_Directive:_
Can you render every line of the records below as a Markdown table with two columns, Row for the line number and Record for the line, leaving out any blank lines?

_Data shown:_
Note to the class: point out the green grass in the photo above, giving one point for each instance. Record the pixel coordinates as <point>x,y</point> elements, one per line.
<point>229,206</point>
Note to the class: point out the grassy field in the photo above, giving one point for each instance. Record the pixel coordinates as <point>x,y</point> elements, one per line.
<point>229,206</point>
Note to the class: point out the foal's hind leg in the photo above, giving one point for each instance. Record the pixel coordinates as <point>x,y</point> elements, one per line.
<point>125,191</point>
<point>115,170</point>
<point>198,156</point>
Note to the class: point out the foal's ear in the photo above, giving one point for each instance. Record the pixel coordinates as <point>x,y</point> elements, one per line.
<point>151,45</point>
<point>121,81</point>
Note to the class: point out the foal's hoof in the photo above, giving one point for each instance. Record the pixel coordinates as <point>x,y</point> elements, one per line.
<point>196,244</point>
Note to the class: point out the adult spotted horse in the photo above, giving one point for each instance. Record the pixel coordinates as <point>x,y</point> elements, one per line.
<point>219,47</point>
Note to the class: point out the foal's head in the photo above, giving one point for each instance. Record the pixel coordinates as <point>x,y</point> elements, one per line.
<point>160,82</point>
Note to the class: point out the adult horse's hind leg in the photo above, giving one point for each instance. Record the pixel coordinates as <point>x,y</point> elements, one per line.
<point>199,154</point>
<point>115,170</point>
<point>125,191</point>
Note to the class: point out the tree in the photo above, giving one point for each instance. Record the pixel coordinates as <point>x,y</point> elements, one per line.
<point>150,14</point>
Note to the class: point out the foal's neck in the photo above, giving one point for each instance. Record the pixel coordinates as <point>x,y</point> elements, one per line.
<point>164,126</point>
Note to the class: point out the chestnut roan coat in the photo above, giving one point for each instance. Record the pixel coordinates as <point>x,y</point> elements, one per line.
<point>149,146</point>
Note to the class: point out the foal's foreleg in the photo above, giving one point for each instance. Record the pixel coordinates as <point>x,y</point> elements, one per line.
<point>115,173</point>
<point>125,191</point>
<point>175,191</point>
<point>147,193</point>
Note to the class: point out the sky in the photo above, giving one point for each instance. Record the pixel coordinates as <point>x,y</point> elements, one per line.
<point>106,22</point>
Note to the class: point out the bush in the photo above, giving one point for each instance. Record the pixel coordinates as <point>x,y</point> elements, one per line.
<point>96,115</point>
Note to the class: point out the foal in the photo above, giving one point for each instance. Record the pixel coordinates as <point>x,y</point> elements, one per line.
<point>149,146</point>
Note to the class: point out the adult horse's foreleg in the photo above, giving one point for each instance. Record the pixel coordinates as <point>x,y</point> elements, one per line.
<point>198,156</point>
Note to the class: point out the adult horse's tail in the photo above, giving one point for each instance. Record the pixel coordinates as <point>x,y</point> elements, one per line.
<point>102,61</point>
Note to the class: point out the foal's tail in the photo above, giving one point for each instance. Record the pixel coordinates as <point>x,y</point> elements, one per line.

_Solution:_
| Row | Record |
|---|---|
| 1 | Note to the class: point out the green grass in the photo above, giving one point for each instance. Record the pixel coordinates as <point>x,y</point> elements, one per line. |
| 2 | <point>229,206</point> |
| 3 | Note to the class: point out the grassy field in the photo above, giving one point for each instance. Record the pixel coordinates as <point>x,y</point> elements, one per line. |
| 4 | <point>229,206</point> |
| 5 | Note to the class: point out the foal's hind leg in the photo above, giving one point for each instance. Record the pixel coordinates as <point>x,y</point> elements, one per line. |
| 6 | <point>125,191</point> |
| 7 | <point>115,170</point> |
| 8 | <point>198,156</point> |
| 9 | Note to the class: point out the foal's ear in the photo above, giving one point for each instance. Record the pixel coordinates as <point>x,y</point> elements, one per line. |
| 10 | <point>151,45</point> |
| 11 | <point>121,81</point> |
| 12 | Note to the class: point out the foal's hoof in the photo above, giving one point for each instance. Record the pixel coordinates as <point>x,y</point> elements, one per line. |
| 13 | <point>196,244</point> |
| 14 | Note to the class: point out the adult spotted horse in the photo above, giving one point for each instance. Record the pixel coordinates as <point>x,y</point> elements, one per line. |
| 15 | <point>219,47</point> |
| 16 | Note to the class: point out the foal's head in the photo above, giving one point for each instance. Record the pixel coordinates as <point>x,y</point> elements, one per line. |
| 17 | <point>160,82</point> |
| 18 | Note to the class: point out the adult horse's hind leg in the photo above, giving one point for each instance. Record the pixel coordinates as <point>x,y</point> elements, one per line. |
| 19 | <point>199,154</point> |
| 20 | <point>115,170</point> |
| 21 | <point>125,191</point> |
| 22 | Note to the class: point out the tree in the photo above, giving one point for each instance. Record the pixel coordinates as <point>x,y</point> elements, one per line. |
| 23 | <point>150,14</point> |
| 24 | Note to the class: point out the foal's neck in the photo above, giving one point for each instance. Record the pixel coordinates as <point>x,y</point> elements, one per line. |
| 25 | <point>164,126</point> |
| 26 | Note to the class: point out the chestnut roan coat in the photo above, giving one point for each instance. Record the pixel coordinates as <point>x,y</point> elements, one per line. |
| 27 | <point>149,146</point> |
| 28 | Note to the class: point out the foal's foreleg in the photo above, giving one point for each instance. Record the pixel coordinates as <point>x,y</point> elements, one per line. |
| 29 | <point>115,173</point> |
| 30 | <point>125,191</point> |
| 31 | <point>175,191</point> |
| 32 | <point>147,193</point> |
| 33 | Note to the class: point out the sky in the photo above, giving one point for each instance. Record the pixel coordinates as <point>x,y</point> elements, one per line. |
| 34 | <point>106,22</point> |
| 35 | Note to the class: point out the bush in the photo above, giving one point for each instance. Record the pixel coordinates as <point>x,y</point> elements, one per line. |
| 36 | <point>96,115</point> |
| 37 | Note to the class: point out the foal in the photo above, giving one point for each instance. Record the pixel coordinates as <point>x,y</point> elements, one per line. |
| 38 | <point>149,146</point> |
| 39 | Note to the class: point out the adult horse's foreleg in the photo above, giving one point for each instance. Record the pixel coordinates as <point>x,y</point> elements, one per line. |
| 40 | <point>198,156</point> |
| 41 | Note to the class: point out the adult horse's tail in the photo above, giving one point for each instance. Record the pixel coordinates as <point>x,y</point> elements, one per line. |
| 42 | <point>102,61</point> |
| 43 | Note to the class: point out the foal's tail in the photo above, giving one point for each instance. Record the pixel coordinates as <point>x,y</point> elements, one per line. |